+++ DATASET +++

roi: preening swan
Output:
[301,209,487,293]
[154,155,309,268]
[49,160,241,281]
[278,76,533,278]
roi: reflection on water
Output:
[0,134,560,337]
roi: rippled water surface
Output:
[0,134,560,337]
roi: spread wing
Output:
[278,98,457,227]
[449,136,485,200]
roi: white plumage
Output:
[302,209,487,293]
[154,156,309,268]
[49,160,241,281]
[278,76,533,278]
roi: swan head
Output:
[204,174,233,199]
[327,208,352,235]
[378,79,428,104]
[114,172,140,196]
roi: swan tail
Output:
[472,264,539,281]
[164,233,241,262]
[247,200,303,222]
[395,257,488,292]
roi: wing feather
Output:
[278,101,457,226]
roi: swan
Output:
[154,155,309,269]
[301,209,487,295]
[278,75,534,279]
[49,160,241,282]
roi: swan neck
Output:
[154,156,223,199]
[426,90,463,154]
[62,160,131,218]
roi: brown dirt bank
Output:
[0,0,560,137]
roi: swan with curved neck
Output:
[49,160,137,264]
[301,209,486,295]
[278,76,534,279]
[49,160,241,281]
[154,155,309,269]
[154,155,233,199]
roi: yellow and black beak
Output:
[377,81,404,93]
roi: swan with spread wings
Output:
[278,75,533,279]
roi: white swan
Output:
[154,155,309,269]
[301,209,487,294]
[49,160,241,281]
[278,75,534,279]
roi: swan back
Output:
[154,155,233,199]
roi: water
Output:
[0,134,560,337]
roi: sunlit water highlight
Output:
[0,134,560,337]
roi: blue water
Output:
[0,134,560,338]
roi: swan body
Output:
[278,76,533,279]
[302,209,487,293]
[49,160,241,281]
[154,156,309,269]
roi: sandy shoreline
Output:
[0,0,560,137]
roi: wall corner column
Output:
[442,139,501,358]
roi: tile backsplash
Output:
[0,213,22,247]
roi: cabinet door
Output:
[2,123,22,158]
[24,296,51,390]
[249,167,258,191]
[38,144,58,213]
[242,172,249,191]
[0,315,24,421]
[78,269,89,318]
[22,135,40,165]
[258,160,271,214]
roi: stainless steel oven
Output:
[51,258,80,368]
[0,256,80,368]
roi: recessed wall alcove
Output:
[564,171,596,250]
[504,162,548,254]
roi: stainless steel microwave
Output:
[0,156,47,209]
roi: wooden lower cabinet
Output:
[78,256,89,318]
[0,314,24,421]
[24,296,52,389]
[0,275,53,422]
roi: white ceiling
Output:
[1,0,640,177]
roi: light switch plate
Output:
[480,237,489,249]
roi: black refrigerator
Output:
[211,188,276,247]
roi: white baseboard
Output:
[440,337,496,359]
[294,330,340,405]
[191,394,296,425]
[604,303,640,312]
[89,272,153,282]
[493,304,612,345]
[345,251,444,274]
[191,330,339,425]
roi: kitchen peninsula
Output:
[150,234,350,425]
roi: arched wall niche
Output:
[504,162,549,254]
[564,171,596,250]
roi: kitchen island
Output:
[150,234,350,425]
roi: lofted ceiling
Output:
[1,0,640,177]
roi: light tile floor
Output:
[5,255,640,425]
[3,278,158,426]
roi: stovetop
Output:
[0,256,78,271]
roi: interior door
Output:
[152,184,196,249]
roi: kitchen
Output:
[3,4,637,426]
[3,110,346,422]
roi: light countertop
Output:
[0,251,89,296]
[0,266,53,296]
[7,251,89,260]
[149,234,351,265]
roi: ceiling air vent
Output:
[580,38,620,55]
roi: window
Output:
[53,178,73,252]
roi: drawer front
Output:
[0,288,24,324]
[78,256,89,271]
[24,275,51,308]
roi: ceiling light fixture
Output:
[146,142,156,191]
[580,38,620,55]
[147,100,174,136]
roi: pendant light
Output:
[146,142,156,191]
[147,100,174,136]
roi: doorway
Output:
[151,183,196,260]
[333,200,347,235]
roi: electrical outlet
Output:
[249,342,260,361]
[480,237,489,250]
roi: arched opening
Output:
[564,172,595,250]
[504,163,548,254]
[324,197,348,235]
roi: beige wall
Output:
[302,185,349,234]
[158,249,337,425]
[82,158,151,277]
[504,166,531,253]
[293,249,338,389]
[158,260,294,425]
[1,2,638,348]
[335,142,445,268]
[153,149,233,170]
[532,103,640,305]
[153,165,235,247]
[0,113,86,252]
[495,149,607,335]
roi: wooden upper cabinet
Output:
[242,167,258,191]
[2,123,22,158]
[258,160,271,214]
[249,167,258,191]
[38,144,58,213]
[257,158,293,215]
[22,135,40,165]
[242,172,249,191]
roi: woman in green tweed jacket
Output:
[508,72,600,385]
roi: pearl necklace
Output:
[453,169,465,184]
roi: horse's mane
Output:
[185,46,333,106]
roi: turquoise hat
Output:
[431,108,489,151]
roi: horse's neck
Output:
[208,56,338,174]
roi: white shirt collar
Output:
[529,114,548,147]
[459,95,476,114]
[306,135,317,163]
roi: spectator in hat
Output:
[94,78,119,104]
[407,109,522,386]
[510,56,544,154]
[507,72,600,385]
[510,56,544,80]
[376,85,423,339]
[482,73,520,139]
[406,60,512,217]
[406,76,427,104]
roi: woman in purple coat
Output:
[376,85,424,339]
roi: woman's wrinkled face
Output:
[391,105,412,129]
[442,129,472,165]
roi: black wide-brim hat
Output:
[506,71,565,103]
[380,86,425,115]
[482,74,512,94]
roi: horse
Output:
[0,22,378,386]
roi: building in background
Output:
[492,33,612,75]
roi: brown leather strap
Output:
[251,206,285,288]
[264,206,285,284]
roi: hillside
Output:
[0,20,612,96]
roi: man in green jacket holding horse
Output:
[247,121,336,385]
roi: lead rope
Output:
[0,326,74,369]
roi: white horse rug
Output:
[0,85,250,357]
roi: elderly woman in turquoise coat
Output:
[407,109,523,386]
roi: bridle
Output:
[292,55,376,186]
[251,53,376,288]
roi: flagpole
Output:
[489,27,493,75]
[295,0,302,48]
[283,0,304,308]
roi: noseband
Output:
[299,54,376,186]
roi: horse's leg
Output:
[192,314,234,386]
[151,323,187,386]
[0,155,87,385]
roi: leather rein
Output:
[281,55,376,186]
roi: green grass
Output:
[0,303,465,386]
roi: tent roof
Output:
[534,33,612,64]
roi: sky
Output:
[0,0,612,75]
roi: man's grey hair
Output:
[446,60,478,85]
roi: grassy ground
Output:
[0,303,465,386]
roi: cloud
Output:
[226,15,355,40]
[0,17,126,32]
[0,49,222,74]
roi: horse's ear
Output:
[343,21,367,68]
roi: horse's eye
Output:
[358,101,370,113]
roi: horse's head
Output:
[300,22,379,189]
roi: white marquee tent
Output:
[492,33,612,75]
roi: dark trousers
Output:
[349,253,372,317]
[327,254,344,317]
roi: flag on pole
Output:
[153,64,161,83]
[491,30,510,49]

+++

◆ AIM OF THE EXERCISE: Show each line of the entries above that contains the string "green". Case counts.

◆ OUTPUT:
roi: woman in green tweed jacket
roi: man in green jacket holding horse
roi: green grass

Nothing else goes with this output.